> [What the exercise asks] Scale the entries between the line holding "(a) The metal guardrail" and the line holding "[0,226,366,397]", inclusive, and restate only those lines. Keep each request unchanged, and multiply every bounding-box coordinate in the answers by 0.55, rounding to whole numbers with halves rounded up.

> [Given records]
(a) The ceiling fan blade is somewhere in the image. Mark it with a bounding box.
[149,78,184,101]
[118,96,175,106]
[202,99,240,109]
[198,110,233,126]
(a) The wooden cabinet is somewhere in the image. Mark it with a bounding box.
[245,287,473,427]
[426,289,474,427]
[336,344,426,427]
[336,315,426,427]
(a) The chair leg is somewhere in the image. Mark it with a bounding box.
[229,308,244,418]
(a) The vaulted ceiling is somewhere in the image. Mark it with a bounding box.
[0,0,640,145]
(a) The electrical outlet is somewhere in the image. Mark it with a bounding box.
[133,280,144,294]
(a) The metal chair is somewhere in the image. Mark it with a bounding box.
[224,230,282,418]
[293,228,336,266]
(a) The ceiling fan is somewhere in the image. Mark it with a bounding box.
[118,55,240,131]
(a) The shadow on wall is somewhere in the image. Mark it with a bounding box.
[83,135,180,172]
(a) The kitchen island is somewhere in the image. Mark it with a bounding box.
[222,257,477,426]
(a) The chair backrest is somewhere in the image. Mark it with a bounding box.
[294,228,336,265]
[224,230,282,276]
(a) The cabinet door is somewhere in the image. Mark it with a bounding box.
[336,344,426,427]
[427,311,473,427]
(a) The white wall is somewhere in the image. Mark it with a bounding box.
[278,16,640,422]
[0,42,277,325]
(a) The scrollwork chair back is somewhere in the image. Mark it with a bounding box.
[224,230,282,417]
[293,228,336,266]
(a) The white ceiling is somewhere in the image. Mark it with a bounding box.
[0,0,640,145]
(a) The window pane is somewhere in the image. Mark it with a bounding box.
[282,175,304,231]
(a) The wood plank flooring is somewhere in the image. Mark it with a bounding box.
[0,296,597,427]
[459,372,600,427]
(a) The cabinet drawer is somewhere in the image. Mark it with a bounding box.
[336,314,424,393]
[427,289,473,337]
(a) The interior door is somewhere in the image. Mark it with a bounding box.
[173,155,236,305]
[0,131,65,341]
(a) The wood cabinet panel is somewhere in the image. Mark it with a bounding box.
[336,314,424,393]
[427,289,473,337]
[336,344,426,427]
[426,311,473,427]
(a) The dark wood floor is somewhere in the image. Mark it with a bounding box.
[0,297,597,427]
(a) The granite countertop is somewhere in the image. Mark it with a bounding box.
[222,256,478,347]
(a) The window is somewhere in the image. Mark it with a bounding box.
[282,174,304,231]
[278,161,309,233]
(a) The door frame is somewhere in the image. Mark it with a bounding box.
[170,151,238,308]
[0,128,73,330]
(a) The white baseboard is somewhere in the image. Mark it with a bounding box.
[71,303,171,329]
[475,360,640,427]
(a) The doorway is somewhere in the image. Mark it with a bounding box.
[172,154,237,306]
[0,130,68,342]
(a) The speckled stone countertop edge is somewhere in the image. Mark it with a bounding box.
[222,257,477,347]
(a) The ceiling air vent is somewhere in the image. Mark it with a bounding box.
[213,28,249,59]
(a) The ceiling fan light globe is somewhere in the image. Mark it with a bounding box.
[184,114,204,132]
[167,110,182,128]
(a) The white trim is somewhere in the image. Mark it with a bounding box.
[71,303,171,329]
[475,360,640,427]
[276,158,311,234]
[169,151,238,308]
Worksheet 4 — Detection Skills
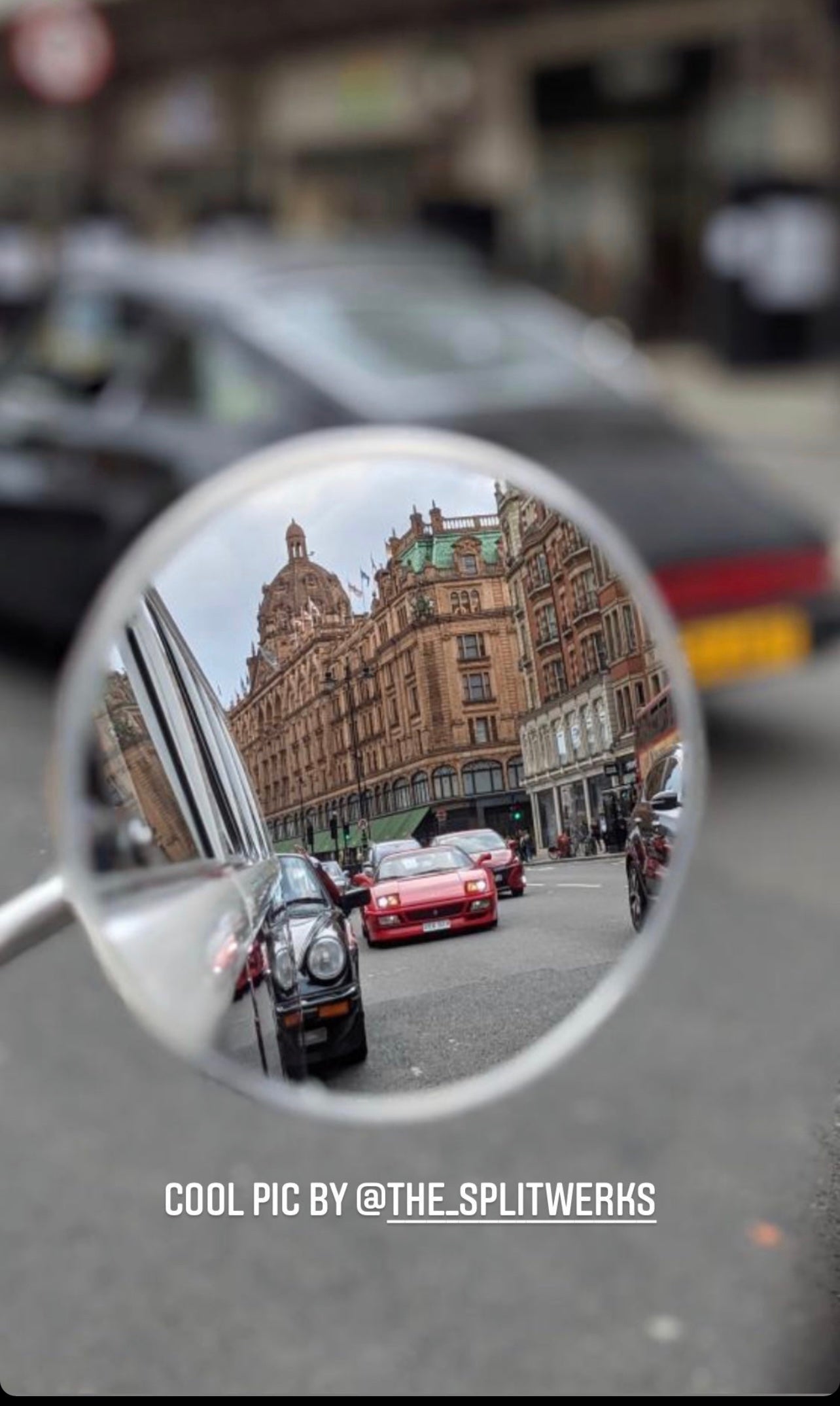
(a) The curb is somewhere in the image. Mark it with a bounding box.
[525,853,625,869]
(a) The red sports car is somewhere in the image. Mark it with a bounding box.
[432,830,525,898]
[362,847,498,946]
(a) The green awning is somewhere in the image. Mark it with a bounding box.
[274,805,429,855]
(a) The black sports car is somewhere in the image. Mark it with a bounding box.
[268,855,368,1080]
[0,240,840,685]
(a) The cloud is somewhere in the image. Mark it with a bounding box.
[156,461,495,703]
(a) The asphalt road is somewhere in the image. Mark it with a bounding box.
[328,859,633,1093]
[0,444,840,1396]
[220,859,633,1093]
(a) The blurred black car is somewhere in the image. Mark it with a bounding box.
[625,743,684,932]
[0,240,840,682]
[362,835,422,879]
[268,855,368,1080]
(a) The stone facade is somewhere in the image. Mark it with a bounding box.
[497,485,667,851]
[230,506,525,849]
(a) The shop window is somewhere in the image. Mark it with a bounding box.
[461,762,505,796]
[508,756,525,790]
[432,766,457,800]
[457,634,484,659]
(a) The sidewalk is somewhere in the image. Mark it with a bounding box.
[642,342,840,451]
[525,853,625,869]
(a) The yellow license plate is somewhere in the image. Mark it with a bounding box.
[681,606,812,689]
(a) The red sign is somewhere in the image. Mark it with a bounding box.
[9,0,114,104]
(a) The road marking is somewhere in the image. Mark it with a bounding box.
[546,883,604,888]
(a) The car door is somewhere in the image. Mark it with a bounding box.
[128,315,325,471]
[92,591,277,1073]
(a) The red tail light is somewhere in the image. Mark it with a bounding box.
[657,546,831,616]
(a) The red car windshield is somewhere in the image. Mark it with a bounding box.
[377,849,473,883]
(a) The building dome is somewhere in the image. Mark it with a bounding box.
[258,518,352,661]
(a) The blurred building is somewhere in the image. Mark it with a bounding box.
[498,485,667,849]
[0,0,840,350]
[230,506,523,853]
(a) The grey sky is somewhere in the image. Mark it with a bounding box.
[156,463,495,705]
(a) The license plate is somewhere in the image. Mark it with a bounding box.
[304,1029,326,1045]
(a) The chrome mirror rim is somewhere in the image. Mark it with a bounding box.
[48,426,708,1126]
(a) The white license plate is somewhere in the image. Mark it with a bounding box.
[304,1028,326,1045]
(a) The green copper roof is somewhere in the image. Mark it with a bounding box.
[400,527,501,572]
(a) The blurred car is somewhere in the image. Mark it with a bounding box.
[625,743,684,932]
[362,845,498,946]
[317,859,352,894]
[234,942,266,1001]
[353,835,421,877]
[262,855,368,1078]
[432,830,525,898]
[0,240,840,686]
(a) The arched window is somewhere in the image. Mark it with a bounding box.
[461,762,505,796]
[432,766,457,800]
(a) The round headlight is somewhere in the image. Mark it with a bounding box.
[307,934,345,981]
[274,947,297,991]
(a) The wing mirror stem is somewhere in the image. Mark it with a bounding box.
[0,873,75,966]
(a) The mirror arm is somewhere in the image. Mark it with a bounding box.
[0,875,75,966]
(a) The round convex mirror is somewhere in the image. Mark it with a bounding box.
[55,431,702,1121]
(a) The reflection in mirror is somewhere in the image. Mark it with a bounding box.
[79,460,691,1093]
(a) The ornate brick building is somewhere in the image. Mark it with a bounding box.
[231,506,525,853]
[497,485,665,849]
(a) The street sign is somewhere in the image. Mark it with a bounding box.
[9,0,114,104]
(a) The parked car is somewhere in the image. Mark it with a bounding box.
[262,855,368,1078]
[0,240,840,678]
[362,835,421,877]
[432,830,525,898]
[234,942,266,1001]
[315,859,352,893]
[625,743,684,932]
[362,845,498,946]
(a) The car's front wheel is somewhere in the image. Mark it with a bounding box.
[345,1023,367,1064]
[627,865,647,932]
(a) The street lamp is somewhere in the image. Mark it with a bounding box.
[324,659,376,824]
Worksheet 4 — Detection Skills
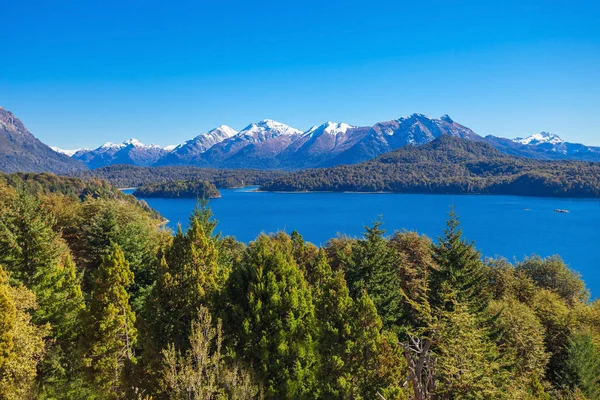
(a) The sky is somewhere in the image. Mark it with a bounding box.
[0,0,600,149]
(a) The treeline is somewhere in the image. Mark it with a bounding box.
[261,135,600,197]
[0,174,600,400]
[77,165,285,189]
[133,181,221,199]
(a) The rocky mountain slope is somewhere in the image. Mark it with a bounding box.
[0,107,85,174]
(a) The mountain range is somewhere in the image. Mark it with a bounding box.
[0,109,600,173]
[0,107,86,174]
[260,135,600,198]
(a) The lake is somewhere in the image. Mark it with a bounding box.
[126,188,600,297]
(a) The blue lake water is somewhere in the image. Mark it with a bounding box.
[123,188,600,297]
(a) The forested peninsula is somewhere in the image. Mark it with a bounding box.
[76,165,285,189]
[133,181,221,199]
[260,135,600,197]
[0,174,600,400]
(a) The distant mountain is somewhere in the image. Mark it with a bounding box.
[157,114,483,169]
[157,125,238,165]
[260,134,600,197]
[324,114,483,166]
[38,114,600,170]
[485,132,600,161]
[0,107,85,174]
[72,139,169,169]
[199,119,303,169]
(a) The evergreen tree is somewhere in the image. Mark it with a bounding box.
[308,250,403,399]
[566,333,600,400]
[346,221,403,331]
[0,192,85,391]
[0,268,50,400]
[0,267,17,370]
[223,233,317,399]
[433,300,508,399]
[430,209,489,312]
[162,306,257,400]
[83,245,137,397]
[145,206,229,350]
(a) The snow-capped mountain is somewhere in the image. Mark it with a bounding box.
[513,132,565,145]
[485,132,600,161]
[50,146,88,157]
[36,114,600,169]
[324,114,483,166]
[72,138,169,168]
[157,125,238,165]
[0,107,85,174]
[237,119,302,142]
[199,119,303,168]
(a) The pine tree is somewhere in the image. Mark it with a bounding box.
[430,209,489,312]
[162,306,257,400]
[0,267,17,370]
[223,234,317,399]
[0,192,84,390]
[146,206,229,350]
[566,333,600,400]
[83,245,137,397]
[346,221,403,330]
[308,250,404,399]
[0,268,50,400]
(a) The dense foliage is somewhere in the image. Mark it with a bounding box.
[78,165,285,189]
[0,176,600,400]
[133,181,221,199]
[261,135,600,197]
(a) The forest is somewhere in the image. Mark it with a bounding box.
[0,170,600,400]
[133,181,221,199]
[75,165,285,189]
[261,135,600,197]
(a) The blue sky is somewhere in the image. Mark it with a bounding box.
[0,0,600,148]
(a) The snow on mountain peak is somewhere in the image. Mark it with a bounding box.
[512,132,565,145]
[208,125,238,137]
[325,121,353,135]
[99,142,123,150]
[239,119,302,138]
[123,138,145,147]
[50,146,87,157]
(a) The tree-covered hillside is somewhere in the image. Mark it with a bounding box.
[133,181,221,199]
[77,165,284,188]
[261,135,600,197]
[0,174,600,400]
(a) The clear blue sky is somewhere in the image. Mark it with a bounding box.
[0,0,600,148]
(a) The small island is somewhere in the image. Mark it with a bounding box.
[133,180,221,199]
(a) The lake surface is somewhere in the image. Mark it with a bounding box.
[126,188,600,297]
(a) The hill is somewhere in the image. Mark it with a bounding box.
[133,181,221,199]
[0,107,86,174]
[261,135,600,197]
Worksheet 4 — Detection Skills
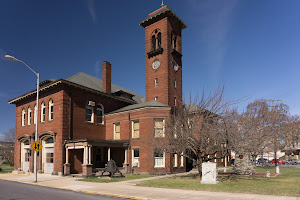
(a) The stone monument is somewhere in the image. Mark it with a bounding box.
[201,162,218,184]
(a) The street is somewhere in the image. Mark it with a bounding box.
[0,180,127,200]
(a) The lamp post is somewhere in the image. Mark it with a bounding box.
[5,55,40,182]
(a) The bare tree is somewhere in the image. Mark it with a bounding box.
[152,87,230,176]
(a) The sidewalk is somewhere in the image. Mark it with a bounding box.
[0,174,300,200]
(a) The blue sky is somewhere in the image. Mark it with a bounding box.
[0,0,300,136]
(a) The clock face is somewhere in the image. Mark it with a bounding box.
[172,61,179,72]
[152,59,160,70]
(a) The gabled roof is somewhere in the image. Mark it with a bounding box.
[108,101,170,114]
[8,72,145,104]
[139,6,187,29]
[65,72,145,103]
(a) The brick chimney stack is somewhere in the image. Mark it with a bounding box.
[102,61,111,94]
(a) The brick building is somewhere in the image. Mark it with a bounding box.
[9,6,187,176]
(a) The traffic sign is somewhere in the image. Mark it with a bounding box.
[31,141,43,152]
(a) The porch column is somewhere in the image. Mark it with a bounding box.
[88,146,92,164]
[107,147,110,161]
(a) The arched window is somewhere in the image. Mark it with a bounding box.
[33,104,36,124]
[152,35,156,51]
[41,102,46,122]
[96,104,104,124]
[157,32,161,49]
[48,99,53,121]
[27,106,32,125]
[154,78,158,87]
[22,108,26,126]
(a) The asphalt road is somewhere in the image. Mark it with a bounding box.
[0,180,127,200]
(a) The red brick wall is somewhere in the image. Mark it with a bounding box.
[106,108,185,174]
[145,17,182,106]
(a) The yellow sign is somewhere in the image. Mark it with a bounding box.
[31,141,43,152]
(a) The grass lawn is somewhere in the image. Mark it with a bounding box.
[79,174,154,183]
[0,164,14,174]
[138,167,300,196]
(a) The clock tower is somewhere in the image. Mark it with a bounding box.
[140,6,187,106]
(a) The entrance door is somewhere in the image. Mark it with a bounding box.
[44,148,54,174]
[21,140,30,173]
[69,149,83,174]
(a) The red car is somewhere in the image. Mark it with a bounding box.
[270,159,285,165]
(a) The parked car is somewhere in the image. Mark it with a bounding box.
[270,159,285,165]
[285,159,300,165]
[257,158,268,164]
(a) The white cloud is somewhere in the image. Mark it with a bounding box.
[88,0,97,22]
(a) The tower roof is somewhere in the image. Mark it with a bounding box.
[139,6,187,29]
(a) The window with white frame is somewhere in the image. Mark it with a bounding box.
[33,104,36,124]
[85,105,94,123]
[27,106,32,125]
[22,108,26,126]
[154,119,165,137]
[132,120,140,138]
[154,150,165,167]
[132,149,140,167]
[48,99,53,121]
[114,123,121,140]
[96,104,104,124]
[41,102,46,122]
[180,152,183,167]
[173,153,178,167]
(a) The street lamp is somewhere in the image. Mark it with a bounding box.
[5,55,40,182]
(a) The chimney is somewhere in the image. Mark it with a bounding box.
[102,61,111,94]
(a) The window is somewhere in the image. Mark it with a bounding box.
[173,153,177,167]
[48,99,53,121]
[114,123,120,140]
[27,106,32,125]
[180,152,183,167]
[152,35,156,51]
[154,150,165,167]
[22,108,26,126]
[132,120,140,138]
[96,104,104,124]
[157,32,161,49]
[33,104,36,124]
[132,149,140,167]
[154,119,165,137]
[85,105,94,123]
[45,137,54,144]
[41,102,46,122]
[46,153,53,163]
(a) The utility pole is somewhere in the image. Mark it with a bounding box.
[267,100,282,168]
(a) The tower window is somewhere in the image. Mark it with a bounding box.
[157,32,161,49]
[152,35,156,51]
[41,102,46,122]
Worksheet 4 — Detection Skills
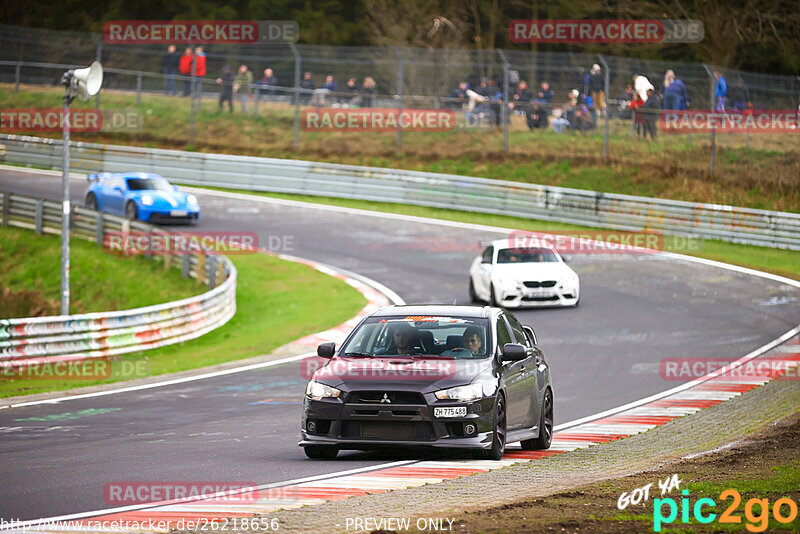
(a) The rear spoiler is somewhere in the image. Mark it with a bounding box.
[86,172,111,182]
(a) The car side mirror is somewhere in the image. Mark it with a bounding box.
[317,342,336,358]
[503,343,528,362]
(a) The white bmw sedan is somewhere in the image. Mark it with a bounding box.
[469,239,581,308]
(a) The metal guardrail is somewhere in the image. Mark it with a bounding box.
[0,135,800,250]
[0,192,237,367]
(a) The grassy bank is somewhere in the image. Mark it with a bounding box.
[0,227,203,318]
[0,84,800,212]
[0,226,366,397]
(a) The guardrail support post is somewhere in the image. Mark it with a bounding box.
[2,193,11,227]
[33,200,44,235]
[289,43,301,148]
[94,211,105,247]
[208,256,217,289]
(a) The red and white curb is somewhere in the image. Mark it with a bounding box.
[7,327,800,533]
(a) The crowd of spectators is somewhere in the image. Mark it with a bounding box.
[162,46,753,134]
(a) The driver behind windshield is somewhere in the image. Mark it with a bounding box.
[442,326,483,357]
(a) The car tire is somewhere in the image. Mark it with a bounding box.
[480,393,506,460]
[303,445,339,460]
[469,276,480,304]
[125,201,139,221]
[521,389,553,451]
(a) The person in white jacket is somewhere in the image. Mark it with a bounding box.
[633,74,656,102]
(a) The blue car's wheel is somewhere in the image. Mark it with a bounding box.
[125,201,139,221]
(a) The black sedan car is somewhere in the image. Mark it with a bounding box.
[299,306,553,459]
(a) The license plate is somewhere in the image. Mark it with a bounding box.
[528,289,556,297]
[433,406,467,417]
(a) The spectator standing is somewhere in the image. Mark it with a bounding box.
[233,65,253,113]
[217,65,234,113]
[361,76,378,108]
[178,47,194,96]
[664,70,690,109]
[728,78,750,112]
[346,76,361,108]
[194,46,206,96]
[589,63,606,117]
[633,74,656,102]
[161,45,181,95]
[256,67,278,99]
[714,70,728,111]
[642,89,661,141]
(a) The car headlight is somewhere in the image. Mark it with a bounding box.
[306,380,342,400]
[434,384,483,402]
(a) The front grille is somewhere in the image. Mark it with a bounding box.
[342,421,434,441]
[522,280,556,287]
[346,391,425,406]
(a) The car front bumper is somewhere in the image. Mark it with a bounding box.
[298,393,494,450]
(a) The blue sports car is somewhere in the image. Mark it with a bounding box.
[84,172,200,222]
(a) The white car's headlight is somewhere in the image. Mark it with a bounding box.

> [Exercise response]
(a) The metal guardrail is somewhere in the image. Mark it with a bounding box.
[0,74,440,138]
[0,106,130,202]
(a) The grassy bank is somewhere in the image. Mark it with a bounding box.
[0,125,112,175]
[0,46,440,117]
[0,124,201,218]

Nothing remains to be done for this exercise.